**Task data**

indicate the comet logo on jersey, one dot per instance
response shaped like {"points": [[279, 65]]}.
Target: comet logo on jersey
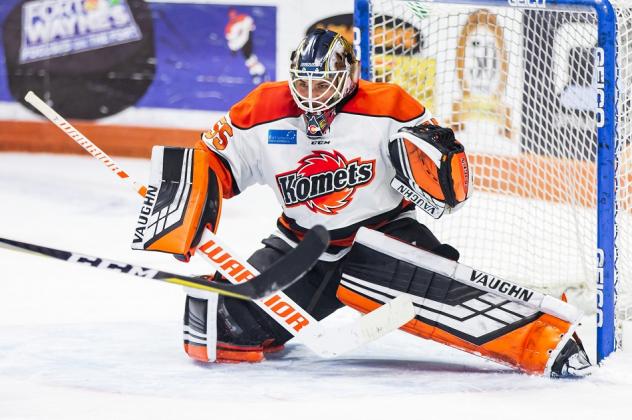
{"points": [[324, 181]]}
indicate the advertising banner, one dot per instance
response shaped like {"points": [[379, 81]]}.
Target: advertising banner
{"points": [[95, 58]]}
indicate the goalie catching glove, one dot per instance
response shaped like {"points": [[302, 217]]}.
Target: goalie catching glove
{"points": [[183, 196], [431, 168]]}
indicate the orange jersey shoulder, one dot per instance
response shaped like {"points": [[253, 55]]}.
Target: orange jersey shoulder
{"points": [[268, 102], [384, 100]]}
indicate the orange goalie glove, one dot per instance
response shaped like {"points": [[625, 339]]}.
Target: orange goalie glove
{"points": [[431, 168]]}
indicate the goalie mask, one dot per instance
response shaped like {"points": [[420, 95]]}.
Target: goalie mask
{"points": [[323, 71]]}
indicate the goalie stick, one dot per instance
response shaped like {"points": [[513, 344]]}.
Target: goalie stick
{"points": [[277, 277], [279, 306]]}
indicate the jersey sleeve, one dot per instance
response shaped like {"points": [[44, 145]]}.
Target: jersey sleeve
{"points": [[413, 113], [234, 156]]}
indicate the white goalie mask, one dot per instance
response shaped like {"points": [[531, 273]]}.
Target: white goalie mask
{"points": [[323, 71]]}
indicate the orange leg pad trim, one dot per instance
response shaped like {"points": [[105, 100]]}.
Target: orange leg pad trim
{"points": [[527, 348]]}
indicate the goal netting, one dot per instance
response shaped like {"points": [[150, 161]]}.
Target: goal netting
{"points": [[522, 87]]}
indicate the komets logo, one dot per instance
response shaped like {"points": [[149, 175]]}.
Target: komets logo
{"points": [[325, 181]]}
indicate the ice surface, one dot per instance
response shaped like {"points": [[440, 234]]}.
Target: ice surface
{"points": [[77, 343]]}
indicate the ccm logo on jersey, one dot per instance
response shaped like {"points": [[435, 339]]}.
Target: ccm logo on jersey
{"points": [[325, 181]]}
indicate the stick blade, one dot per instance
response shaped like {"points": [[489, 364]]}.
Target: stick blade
{"points": [[376, 324]]}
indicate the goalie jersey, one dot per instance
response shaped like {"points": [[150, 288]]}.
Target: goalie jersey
{"points": [[340, 180]]}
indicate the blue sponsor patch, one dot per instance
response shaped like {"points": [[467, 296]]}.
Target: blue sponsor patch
{"points": [[281, 136]]}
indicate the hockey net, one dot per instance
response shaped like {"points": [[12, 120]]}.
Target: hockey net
{"points": [[519, 87]]}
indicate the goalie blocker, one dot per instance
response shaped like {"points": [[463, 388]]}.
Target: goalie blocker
{"points": [[465, 308], [183, 197]]}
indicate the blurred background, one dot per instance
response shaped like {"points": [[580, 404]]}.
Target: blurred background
{"points": [[133, 73]]}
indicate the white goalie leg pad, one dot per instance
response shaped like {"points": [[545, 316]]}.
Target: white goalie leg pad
{"points": [[199, 330]]}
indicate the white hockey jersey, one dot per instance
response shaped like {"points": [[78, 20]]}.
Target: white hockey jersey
{"points": [[340, 181]]}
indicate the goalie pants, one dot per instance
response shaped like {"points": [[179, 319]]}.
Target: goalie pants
{"points": [[224, 328]]}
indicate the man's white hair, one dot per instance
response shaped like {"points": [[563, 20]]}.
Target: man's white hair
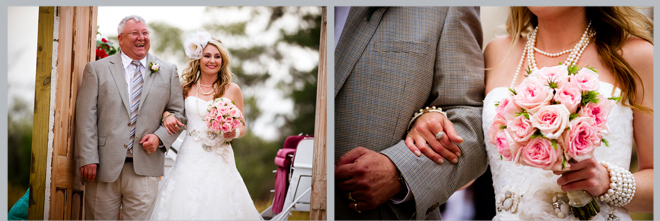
{"points": [[122, 23]]}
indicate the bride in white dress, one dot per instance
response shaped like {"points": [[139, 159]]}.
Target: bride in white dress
{"points": [[621, 50], [204, 183]]}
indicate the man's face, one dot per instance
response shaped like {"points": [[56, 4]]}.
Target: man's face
{"points": [[133, 41]]}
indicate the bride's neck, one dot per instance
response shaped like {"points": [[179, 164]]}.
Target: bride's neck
{"points": [[561, 32], [208, 79]]}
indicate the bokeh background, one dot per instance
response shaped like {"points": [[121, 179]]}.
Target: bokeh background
{"points": [[274, 56]]}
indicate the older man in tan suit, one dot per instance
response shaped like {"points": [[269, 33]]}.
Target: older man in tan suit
{"points": [[120, 143], [389, 63]]}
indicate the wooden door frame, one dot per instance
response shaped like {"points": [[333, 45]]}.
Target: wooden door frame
{"points": [[318, 210], [66, 42]]}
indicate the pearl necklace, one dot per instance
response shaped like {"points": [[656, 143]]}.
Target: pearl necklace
{"points": [[552, 55], [573, 57], [199, 89]]}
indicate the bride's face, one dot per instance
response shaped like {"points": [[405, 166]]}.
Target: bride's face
{"points": [[553, 12], [211, 60]]}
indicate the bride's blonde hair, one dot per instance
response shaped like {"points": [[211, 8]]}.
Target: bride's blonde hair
{"points": [[191, 73], [613, 25]]}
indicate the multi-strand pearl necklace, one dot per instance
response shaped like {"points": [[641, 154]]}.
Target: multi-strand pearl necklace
{"points": [[530, 48], [199, 89]]}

**Your goal**
Reproduce all of the records above word for word, leaving out the pictures.

**Problem solution**
indicate the comet logo on jersey, one dot per instance
response shaped like {"points": [[279, 65]]}.
Target: comet logo on jersey
{"points": [[324, 181]]}
indicate the advertising banner, one dot per instance
response shaped like {"points": [[379, 81]]}.
Target: advertising banner
{"points": [[95, 58]]}
indicate the goalie catching glove, one dot per instance
response shaped like {"points": [[302, 217]]}.
Target: goalie catching glove
{"points": [[183, 196], [431, 168]]}
indicate the orange jersey shoulder, one dot per instance
response shaped like {"points": [[253, 55]]}.
Target: orange jersey shoulder
{"points": [[268, 102], [384, 100]]}
indicate the orange goalie glove, one dot per instance
response shaped like {"points": [[625, 339]]}.
Target: orange goalie glove
{"points": [[431, 168]]}
indicate the goalie mask, one dot per instance
response shaped like {"points": [[420, 95]]}.
Target: goalie mask
{"points": [[323, 71]]}
indicate the goalie stick, one dot per instance
response shaped like {"points": [[513, 344]]}.
Target: goalie stick
{"points": [[277, 277], [279, 306]]}
indicate the jersey sleeve, one dot per instance
response shaped like {"points": [[44, 145]]}.
Target: jersey sleeve
{"points": [[413, 113], [234, 156]]}
indicate the white goalie mask, one dot per instance
response shaped like {"points": [[531, 273]]}.
Target: white goalie mask
{"points": [[323, 71]]}
indicate the orange leg pad trim, one dot per instance
response shaped like {"points": [[105, 100]]}.
Target: orange leg pad trim
{"points": [[527, 348]]}
indicate the goal netting, one dot per instance
response shaped like {"points": [[150, 161]]}.
Target: goal netting
{"points": [[522, 87]]}
indicate the komets logo, one dot per instance
response shaped like {"points": [[149, 175]]}.
Target: komets logo
{"points": [[325, 181]]}
indicate the ice surface, one dot per instance
response shaped like {"points": [[440, 234]]}.
Target: ice surface
{"points": [[77, 343]]}
indicate the ccm logo on jersey, one dot per instance
response shaped like {"points": [[435, 339]]}.
Target: ccm logo on jersey
{"points": [[325, 181]]}
indicate the stick blade, one dot per instance
response shaped like {"points": [[489, 364]]}.
Target: stick blade
{"points": [[376, 324]]}
indicate the goalie jersey, one dot per instance
response shaped like {"points": [[150, 288]]}.
Target: goalie jersey
{"points": [[340, 180]]}
indicate the blue sponsor patch, one dot per instance
response shaped like {"points": [[467, 296]]}.
Target: blue sponsor patch
{"points": [[281, 136]]}
indicate the hockey net, one dot per instance
response shaped like {"points": [[12, 120]]}.
Target: hockey net
{"points": [[519, 87]]}
indicate the goalie blocker, one dot per instance
response shaped like {"points": [[463, 388]]}.
Target: goalie blocker
{"points": [[465, 308], [183, 197]]}
indicate the blurred background, one dot per instance
response shaped like {"points": [[580, 404]]}.
Target: blurred background
{"points": [[133, 73]]}
indicate the white goalie leg pad, one dot per instance
response shaped like {"points": [[545, 316]]}.
Target: white goalie leg pad
{"points": [[199, 330]]}
indicate the white hockey jersey, one dot per instance
response shaped like {"points": [[78, 20]]}.
Target: white hockey jersey
{"points": [[340, 181]]}
indicate the goalie pants, one dot per instance
response shaped like {"points": [[179, 319]]}.
Target: goalie pants
{"points": [[224, 328]]}
indicate the man's white hair, one dot per instance
response shaped like {"points": [[563, 20]]}.
Target: man's white hair
{"points": [[122, 23]]}
indicate the bride in white dress, one dot per instance
response shaped like {"points": [[139, 159]]}.
Target: bride in white dress
{"points": [[621, 50], [204, 183]]}
indicate the man's face, one dot per instance
response shaped like {"points": [[56, 4]]}.
Target: man's face
{"points": [[133, 41]]}
indicate the bride's neck, one dot per instance
response shaped like {"points": [[179, 164]]}.
Target: bride's neck
{"points": [[561, 32], [208, 79]]}
indicate the bokeh background, one dot per instance
response shaped like {"points": [[121, 179]]}.
Target: bokeh background
{"points": [[274, 56]]}
indicate the older man in tan suit, one dot per instance
response shaped like {"points": [[269, 33]]}.
Target: older man in tan suit
{"points": [[120, 143], [389, 63]]}
indicate the wooden door frame, one dot per instance
response shaped like {"points": [[333, 45]]}.
Target: wooden door frame
{"points": [[318, 210], [66, 42]]}
indicate the pearl necklace, one dot per instance
response shaped like {"points": [[656, 143]]}.
Target: pearl necklace
{"points": [[552, 55], [573, 57], [199, 89]]}
indicate the bride's face, one dot per instance
response shaped like {"points": [[405, 166]]}.
Target: bride's face
{"points": [[553, 12], [211, 60]]}
indicate the bride's blonde hair, one dot per instance
response shaped like {"points": [[211, 8]]}.
Target: bride's blonde hair
{"points": [[191, 73], [613, 25]]}
indicate the multi-strand pearl necklace, one dot per instance
response shaped like {"points": [[641, 154]]}.
Target: multi-strand pearl necklace
{"points": [[530, 48], [199, 89]]}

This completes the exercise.